• **What needs to be done**:
Which lines below contain "image"? Pull them out.
::::::::::
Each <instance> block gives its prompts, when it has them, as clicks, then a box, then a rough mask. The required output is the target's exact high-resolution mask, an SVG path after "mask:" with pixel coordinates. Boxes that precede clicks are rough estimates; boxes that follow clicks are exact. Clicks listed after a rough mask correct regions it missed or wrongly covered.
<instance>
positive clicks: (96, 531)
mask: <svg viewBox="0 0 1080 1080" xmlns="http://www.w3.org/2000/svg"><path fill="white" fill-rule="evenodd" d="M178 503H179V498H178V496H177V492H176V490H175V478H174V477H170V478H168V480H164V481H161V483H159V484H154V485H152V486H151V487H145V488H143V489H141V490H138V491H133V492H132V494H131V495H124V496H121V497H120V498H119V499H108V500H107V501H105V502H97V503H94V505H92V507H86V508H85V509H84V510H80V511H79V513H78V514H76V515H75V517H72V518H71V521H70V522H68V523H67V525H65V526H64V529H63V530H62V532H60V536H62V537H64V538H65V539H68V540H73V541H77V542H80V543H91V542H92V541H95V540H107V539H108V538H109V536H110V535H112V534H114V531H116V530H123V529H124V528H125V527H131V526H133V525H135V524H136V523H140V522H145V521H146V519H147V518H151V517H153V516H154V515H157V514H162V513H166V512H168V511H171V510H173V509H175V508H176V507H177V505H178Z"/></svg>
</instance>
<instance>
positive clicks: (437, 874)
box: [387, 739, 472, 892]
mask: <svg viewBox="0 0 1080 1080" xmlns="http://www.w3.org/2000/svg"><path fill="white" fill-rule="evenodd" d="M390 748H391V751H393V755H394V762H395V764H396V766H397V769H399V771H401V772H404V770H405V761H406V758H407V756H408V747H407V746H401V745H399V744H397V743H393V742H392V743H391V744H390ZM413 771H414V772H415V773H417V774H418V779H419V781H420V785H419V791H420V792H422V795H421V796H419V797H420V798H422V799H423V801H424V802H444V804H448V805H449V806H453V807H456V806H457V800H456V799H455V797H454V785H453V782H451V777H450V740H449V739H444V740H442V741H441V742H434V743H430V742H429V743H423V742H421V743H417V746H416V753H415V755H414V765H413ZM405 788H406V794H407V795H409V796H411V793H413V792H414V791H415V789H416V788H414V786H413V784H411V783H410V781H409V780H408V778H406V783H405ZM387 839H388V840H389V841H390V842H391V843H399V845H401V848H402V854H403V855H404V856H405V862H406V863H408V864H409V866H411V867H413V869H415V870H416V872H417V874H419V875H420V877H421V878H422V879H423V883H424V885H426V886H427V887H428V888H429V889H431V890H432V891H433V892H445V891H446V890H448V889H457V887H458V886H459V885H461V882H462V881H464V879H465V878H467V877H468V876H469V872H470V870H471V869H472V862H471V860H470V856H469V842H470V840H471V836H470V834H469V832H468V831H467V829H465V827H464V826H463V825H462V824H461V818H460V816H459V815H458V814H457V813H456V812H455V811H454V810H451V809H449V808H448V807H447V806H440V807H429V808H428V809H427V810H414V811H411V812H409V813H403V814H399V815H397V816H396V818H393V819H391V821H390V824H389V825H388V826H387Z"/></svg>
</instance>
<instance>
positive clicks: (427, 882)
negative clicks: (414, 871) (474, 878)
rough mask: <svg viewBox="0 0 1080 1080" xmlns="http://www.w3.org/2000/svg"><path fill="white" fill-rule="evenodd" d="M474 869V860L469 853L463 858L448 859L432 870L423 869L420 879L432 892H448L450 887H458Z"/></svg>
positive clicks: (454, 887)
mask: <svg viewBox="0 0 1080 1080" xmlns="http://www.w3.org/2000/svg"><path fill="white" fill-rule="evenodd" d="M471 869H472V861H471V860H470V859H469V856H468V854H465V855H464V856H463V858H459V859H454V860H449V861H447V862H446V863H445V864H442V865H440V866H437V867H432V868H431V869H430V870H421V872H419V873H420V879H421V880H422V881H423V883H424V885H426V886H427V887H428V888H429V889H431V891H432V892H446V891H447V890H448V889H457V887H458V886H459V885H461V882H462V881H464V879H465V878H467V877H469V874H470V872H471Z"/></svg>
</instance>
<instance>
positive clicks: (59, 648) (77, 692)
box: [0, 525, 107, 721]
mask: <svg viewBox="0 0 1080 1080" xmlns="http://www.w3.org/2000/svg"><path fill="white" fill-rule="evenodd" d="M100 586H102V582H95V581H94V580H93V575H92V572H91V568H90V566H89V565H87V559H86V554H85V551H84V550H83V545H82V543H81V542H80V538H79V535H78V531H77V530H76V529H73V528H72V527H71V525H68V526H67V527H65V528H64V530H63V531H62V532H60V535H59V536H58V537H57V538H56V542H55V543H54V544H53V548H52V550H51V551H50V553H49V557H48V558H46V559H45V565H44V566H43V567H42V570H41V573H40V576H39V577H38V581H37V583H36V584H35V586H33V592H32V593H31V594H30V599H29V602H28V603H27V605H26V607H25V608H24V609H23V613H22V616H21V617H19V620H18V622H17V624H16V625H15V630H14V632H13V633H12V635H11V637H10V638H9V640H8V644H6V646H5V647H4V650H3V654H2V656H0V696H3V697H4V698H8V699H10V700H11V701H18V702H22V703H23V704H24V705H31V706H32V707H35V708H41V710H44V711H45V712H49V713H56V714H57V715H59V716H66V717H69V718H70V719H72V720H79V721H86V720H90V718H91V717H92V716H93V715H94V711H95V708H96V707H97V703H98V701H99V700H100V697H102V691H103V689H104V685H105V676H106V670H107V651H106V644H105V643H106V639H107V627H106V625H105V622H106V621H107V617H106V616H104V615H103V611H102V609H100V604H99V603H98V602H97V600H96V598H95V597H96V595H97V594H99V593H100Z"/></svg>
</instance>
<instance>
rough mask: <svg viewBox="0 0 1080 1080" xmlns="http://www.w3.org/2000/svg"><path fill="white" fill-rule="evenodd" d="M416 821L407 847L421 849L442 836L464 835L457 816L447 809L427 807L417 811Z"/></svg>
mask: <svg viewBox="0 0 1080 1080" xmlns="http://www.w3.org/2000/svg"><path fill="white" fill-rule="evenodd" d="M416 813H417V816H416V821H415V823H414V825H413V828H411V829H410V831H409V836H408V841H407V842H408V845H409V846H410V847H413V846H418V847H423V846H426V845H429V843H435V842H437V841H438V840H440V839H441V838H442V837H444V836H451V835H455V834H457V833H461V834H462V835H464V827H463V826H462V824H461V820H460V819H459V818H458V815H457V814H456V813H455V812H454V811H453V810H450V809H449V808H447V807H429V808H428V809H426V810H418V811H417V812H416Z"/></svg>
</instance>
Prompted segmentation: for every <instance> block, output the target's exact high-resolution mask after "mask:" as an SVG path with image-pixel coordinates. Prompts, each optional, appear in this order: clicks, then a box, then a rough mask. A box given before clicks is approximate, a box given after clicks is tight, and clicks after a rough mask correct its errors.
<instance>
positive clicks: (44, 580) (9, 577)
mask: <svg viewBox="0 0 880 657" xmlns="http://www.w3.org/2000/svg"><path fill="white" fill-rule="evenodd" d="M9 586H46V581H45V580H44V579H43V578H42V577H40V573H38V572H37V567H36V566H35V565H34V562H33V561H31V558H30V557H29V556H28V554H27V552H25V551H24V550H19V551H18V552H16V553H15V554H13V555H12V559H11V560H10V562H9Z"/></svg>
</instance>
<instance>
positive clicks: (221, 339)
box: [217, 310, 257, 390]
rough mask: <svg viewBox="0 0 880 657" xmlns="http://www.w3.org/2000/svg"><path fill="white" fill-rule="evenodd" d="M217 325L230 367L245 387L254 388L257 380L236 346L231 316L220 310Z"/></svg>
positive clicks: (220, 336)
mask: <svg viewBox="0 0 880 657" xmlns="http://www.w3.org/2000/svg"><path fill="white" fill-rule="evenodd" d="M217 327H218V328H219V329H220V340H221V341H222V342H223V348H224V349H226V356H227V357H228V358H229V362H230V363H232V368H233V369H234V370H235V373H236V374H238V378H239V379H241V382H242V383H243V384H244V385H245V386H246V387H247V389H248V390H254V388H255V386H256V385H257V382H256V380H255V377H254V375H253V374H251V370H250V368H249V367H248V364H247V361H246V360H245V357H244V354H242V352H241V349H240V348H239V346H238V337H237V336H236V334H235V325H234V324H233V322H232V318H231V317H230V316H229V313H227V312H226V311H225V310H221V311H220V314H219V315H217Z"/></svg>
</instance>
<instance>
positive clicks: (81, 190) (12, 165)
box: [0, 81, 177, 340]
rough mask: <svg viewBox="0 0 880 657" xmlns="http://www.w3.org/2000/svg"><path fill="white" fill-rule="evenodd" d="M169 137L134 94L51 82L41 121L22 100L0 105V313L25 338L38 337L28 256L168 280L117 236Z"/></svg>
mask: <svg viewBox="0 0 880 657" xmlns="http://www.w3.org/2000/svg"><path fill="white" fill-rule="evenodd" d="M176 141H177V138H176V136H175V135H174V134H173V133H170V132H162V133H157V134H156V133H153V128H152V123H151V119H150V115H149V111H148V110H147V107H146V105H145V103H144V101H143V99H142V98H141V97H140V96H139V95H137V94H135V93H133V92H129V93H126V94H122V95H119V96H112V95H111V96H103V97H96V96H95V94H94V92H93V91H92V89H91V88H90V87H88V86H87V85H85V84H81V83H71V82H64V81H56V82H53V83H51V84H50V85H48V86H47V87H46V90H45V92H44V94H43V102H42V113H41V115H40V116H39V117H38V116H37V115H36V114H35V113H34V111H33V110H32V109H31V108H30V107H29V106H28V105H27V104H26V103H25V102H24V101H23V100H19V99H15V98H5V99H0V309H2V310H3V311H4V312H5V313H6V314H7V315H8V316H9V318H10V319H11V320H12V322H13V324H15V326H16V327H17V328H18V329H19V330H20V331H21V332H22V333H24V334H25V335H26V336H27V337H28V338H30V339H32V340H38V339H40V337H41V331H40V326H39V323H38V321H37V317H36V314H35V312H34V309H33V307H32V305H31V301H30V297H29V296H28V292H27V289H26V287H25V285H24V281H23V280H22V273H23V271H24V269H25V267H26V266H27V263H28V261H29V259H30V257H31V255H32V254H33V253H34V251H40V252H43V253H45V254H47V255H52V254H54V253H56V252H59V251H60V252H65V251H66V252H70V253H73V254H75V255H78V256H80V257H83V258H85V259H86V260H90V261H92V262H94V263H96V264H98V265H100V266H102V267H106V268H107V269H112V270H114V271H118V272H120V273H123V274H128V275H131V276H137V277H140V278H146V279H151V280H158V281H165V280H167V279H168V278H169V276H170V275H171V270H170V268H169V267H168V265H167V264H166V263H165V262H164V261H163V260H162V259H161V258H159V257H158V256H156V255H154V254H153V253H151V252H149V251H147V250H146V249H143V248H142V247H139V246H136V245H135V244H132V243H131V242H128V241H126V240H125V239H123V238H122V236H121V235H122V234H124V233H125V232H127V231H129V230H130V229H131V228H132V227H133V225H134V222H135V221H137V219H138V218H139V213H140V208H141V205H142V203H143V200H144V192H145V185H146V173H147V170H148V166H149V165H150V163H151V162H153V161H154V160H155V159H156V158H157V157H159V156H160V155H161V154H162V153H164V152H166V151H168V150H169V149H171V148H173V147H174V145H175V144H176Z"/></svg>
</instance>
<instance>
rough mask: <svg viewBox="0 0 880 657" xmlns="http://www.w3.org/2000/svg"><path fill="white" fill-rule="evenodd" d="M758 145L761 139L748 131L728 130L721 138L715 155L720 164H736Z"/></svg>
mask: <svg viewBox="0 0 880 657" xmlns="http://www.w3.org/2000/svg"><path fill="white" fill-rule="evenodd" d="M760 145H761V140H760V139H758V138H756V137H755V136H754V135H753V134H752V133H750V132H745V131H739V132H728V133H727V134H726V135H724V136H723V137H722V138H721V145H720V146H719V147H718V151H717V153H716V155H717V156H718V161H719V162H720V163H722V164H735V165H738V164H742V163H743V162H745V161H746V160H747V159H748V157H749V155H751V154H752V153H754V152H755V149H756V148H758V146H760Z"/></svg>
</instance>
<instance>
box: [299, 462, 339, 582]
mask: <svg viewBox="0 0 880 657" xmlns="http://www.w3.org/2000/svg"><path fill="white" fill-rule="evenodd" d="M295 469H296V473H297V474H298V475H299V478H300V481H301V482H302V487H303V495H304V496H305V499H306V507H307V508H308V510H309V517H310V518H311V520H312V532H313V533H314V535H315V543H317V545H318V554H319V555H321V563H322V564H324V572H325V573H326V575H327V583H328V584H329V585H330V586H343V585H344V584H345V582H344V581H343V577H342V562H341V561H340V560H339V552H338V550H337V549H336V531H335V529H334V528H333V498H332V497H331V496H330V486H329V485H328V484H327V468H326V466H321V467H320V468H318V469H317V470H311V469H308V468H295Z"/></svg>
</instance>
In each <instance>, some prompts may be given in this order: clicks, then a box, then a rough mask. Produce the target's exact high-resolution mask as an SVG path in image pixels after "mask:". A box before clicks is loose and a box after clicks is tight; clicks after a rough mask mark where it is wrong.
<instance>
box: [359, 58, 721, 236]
::::::::::
• **Response to the exercise**:
Prompted segmentation: for every <instance> block, output the target's exact high-resolution mask after "mask:" as an SVG path with image-pixel coordinates. Prompts, each optional, appear in this order: clicks, then a box, then a rough mask. A box given before clicks is approximate, a box given after clicks is tight, and clicks after a rough mask correct its errors.
In each <instance>, some prompts may be given in this order: clicks, then a box, then a rough mask. Produce the target's exact high-resolution mask as an SVG path in image pixels after "mask:". A box before clicks is loose and a box after clicks is tight; clicks after a rough mask mark where it is wrong.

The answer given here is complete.